▶ **Work to complete**:
For each line in the records that contains "rocky", make a copy.
○ ○ ○ ○
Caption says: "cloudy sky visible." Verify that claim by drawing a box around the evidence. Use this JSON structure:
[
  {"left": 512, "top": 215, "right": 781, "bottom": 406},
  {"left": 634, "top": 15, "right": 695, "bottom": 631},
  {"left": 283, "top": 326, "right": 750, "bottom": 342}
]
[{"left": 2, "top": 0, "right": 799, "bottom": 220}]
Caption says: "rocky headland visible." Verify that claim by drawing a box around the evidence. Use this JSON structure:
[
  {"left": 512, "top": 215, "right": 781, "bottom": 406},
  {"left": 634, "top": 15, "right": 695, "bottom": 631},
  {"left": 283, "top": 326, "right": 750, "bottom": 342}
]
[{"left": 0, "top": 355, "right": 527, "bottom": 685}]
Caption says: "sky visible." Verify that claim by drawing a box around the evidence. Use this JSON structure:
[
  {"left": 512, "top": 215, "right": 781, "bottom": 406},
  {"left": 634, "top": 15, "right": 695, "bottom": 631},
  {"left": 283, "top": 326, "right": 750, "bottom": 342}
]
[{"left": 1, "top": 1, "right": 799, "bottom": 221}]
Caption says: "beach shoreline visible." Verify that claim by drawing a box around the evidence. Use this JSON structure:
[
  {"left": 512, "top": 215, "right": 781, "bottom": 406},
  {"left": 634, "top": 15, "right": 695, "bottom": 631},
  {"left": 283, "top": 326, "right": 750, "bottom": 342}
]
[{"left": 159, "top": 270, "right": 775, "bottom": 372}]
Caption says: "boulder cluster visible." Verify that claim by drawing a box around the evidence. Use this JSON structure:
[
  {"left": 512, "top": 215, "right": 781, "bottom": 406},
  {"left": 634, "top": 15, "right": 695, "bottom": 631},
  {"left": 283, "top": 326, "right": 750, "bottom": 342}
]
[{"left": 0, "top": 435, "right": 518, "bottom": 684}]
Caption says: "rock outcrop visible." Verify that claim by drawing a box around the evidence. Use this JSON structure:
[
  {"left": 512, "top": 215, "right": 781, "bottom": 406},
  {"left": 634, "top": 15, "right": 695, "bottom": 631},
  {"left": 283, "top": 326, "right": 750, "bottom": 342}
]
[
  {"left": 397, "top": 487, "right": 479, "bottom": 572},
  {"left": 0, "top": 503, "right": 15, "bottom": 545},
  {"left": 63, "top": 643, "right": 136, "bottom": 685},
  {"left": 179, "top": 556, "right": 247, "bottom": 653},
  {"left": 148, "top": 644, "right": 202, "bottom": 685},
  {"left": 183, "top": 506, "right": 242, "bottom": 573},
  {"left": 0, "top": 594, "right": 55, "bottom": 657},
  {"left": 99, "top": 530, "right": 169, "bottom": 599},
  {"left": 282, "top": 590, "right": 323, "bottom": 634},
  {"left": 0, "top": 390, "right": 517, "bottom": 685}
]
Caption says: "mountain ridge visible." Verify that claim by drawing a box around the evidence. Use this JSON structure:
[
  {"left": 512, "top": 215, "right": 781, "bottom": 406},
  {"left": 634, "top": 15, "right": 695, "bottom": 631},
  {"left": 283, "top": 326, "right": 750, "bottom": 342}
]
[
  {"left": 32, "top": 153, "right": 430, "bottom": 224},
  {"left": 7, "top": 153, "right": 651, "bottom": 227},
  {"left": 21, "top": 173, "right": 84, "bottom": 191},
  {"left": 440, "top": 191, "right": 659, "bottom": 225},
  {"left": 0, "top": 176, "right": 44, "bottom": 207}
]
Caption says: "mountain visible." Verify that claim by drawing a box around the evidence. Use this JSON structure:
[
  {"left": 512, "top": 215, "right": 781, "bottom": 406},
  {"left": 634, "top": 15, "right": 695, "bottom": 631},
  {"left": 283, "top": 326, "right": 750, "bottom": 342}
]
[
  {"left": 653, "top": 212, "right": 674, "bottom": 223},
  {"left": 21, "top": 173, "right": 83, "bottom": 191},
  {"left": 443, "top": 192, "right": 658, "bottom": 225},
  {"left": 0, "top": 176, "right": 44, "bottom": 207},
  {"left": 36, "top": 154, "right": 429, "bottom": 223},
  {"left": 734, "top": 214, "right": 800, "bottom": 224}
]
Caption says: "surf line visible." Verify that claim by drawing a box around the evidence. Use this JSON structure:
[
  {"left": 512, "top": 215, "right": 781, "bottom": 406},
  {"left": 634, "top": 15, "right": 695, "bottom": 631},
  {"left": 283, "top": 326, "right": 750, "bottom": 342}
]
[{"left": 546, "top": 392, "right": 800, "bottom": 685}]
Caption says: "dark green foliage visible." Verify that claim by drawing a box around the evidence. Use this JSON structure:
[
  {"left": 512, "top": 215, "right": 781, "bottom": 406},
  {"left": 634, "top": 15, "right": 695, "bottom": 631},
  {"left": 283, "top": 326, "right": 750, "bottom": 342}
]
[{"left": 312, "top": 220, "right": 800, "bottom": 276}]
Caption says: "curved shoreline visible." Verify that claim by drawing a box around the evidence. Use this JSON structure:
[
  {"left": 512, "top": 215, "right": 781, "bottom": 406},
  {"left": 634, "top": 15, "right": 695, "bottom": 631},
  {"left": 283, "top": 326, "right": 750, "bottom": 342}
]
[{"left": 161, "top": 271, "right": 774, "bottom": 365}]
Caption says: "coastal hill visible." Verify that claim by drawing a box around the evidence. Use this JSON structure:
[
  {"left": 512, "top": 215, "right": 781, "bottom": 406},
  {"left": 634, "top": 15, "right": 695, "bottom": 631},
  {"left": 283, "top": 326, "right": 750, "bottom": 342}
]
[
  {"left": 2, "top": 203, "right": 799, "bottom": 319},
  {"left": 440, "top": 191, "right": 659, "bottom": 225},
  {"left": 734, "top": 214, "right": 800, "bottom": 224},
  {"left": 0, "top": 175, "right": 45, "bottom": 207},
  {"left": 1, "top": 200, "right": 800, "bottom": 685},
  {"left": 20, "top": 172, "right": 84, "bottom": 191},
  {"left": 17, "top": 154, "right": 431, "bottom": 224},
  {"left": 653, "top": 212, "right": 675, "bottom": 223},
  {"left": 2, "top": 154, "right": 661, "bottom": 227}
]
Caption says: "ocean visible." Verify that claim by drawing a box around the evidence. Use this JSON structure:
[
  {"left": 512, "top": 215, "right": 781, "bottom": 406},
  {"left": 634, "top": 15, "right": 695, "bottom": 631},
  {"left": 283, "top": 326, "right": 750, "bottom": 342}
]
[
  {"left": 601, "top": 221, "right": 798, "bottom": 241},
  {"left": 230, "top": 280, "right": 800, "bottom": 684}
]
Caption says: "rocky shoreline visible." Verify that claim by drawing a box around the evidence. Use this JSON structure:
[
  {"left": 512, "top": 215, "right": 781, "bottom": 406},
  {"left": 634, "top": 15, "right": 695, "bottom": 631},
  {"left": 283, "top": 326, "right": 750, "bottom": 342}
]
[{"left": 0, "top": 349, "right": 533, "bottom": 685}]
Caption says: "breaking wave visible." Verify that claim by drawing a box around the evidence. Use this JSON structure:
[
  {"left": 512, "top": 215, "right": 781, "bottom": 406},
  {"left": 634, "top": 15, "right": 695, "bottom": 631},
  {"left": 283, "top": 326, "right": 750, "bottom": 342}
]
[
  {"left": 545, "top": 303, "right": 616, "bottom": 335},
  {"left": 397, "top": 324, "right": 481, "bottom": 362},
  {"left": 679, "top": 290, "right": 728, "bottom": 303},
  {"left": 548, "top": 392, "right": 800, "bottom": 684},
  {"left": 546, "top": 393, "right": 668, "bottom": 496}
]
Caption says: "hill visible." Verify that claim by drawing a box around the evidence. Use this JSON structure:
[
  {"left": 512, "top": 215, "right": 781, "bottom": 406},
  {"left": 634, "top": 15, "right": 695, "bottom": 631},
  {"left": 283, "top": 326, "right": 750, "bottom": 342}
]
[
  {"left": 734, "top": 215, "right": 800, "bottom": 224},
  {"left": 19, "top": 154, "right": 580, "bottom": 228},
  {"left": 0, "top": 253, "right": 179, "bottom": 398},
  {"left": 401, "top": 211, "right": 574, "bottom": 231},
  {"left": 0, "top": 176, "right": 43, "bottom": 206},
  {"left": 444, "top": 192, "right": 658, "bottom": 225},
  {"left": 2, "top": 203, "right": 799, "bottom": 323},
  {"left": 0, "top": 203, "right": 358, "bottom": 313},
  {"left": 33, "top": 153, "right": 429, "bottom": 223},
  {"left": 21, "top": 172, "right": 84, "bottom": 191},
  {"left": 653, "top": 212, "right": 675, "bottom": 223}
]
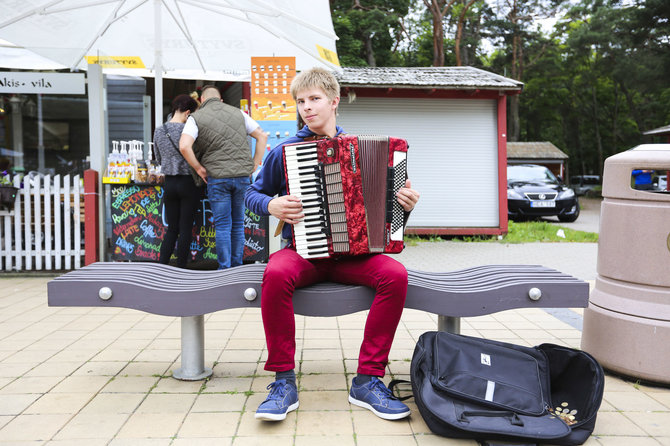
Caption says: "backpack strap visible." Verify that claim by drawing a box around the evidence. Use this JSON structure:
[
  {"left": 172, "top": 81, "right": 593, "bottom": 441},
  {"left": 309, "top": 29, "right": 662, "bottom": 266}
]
[{"left": 388, "top": 379, "right": 413, "bottom": 401}]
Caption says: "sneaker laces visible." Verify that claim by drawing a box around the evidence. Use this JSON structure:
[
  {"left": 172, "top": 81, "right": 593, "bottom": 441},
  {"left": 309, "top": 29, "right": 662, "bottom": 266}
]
[
  {"left": 369, "top": 378, "right": 398, "bottom": 401},
  {"left": 264, "top": 380, "right": 288, "bottom": 401}
]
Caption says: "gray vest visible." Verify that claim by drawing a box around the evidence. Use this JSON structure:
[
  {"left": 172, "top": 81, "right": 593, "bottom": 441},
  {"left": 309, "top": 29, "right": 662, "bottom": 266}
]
[{"left": 192, "top": 98, "right": 253, "bottom": 178}]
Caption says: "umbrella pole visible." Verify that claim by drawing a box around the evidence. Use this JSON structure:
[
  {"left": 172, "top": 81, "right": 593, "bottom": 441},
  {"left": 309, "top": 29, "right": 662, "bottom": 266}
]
[
  {"left": 86, "top": 63, "right": 108, "bottom": 262},
  {"left": 154, "top": 0, "right": 163, "bottom": 131}
]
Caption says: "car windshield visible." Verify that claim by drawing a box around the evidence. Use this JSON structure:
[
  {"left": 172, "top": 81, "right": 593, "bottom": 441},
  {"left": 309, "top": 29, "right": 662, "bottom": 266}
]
[{"left": 508, "top": 165, "right": 559, "bottom": 184}]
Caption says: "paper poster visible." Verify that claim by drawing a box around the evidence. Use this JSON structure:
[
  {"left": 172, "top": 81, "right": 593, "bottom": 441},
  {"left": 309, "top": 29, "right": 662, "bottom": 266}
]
[{"left": 250, "top": 56, "right": 296, "bottom": 121}]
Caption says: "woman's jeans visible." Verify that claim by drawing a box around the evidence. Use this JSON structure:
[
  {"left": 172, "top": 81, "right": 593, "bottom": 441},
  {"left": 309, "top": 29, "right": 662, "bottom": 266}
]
[{"left": 207, "top": 176, "right": 250, "bottom": 269}]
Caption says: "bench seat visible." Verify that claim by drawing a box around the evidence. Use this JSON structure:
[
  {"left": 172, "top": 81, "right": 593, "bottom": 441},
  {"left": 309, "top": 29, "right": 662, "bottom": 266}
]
[{"left": 47, "top": 262, "right": 589, "bottom": 380}]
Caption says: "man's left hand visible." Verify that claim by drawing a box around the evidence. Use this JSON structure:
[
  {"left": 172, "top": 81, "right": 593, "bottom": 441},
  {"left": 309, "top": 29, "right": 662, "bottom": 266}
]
[{"left": 396, "top": 179, "right": 420, "bottom": 212}]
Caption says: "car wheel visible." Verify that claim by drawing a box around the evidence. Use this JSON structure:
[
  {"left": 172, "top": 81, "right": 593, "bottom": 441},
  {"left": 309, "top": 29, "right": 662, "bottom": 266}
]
[{"left": 558, "top": 202, "right": 580, "bottom": 223}]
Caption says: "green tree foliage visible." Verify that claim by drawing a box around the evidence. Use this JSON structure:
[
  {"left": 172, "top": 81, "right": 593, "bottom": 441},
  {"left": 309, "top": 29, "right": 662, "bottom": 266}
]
[
  {"left": 330, "top": 0, "right": 412, "bottom": 67},
  {"left": 484, "top": 0, "right": 564, "bottom": 141},
  {"left": 517, "top": 0, "right": 670, "bottom": 176},
  {"left": 329, "top": 0, "right": 670, "bottom": 177},
  {"left": 402, "top": 0, "right": 491, "bottom": 67}
]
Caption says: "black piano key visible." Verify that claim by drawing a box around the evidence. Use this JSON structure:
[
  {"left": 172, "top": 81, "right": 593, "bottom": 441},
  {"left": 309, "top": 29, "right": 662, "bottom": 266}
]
[
  {"left": 293, "top": 144, "right": 317, "bottom": 151},
  {"left": 290, "top": 155, "right": 318, "bottom": 162}
]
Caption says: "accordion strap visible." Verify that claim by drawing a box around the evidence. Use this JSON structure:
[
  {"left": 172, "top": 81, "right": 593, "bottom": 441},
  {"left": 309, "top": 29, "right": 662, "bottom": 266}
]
[{"left": 302, "top": 132, "right": 346, "bottom": 142}]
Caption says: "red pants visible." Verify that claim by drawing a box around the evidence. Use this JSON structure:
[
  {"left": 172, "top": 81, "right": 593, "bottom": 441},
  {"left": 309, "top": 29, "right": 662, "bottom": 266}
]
[{"left": 261, "top": 248, "right": 408, "bottom": 377}]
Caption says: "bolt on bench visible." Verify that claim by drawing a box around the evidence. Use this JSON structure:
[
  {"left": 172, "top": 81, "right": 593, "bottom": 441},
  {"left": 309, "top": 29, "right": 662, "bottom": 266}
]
[{"left": 48, "top": 262, "right": 589, "bottom": 380}]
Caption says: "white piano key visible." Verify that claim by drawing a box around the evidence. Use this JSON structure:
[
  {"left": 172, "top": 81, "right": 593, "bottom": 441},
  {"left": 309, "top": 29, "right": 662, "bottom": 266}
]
[
  {"left": 285, "top": 165, "right": 318, "bottom": 174},
  {"left": 285, "top": 159, "right": 318, "bottom": 167}
]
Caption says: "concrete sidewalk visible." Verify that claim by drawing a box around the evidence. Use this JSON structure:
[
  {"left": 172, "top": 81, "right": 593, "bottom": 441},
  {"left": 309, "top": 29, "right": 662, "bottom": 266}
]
[
  {"left": 1, "top": 241, "right": 669, "bottom": 445},
  {"left": 540, "top": 197, "right": 602, "bottom": 234}
]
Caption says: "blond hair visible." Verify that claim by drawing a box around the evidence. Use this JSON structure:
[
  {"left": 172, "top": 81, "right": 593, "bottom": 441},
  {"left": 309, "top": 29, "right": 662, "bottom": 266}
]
[{"left": 290, "top": 67, "right": 340, "bottom": 101}]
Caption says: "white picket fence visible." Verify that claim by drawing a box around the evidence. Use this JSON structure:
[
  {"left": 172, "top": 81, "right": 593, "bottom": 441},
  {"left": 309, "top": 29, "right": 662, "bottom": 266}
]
[{"left": 0, "top": 174, "right": 84, "bottom": 272}]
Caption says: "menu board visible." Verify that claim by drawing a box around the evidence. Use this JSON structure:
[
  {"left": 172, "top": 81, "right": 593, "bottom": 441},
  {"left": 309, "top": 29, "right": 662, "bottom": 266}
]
[
  {"left": 109, "top": 184, "right": 268, "bottom": 264},
  {"left": 250, "top": 56, "right": 296, "bottom": 121},
  {"left": 243, "top": 207, "right": 268, "bottom": 262}
]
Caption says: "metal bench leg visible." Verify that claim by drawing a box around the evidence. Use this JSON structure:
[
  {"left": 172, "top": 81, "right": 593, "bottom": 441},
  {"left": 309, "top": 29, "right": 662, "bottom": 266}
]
[
  {"left": 438, "top": 315, "right": 461, "bottom": 334},
  {"left": 172, "top": 315, "right": 213, "bottom": 381}
]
○ ○ ○ ○
▶ **Final answer**:
Caption says: "rocky headland visible." Verify that claim by drawing a box around the evidence. Use this JSON structure:
Caption says: "rocky shoreline visible." Verify that claim by drawing a box around the evidence. Use this JSON structure:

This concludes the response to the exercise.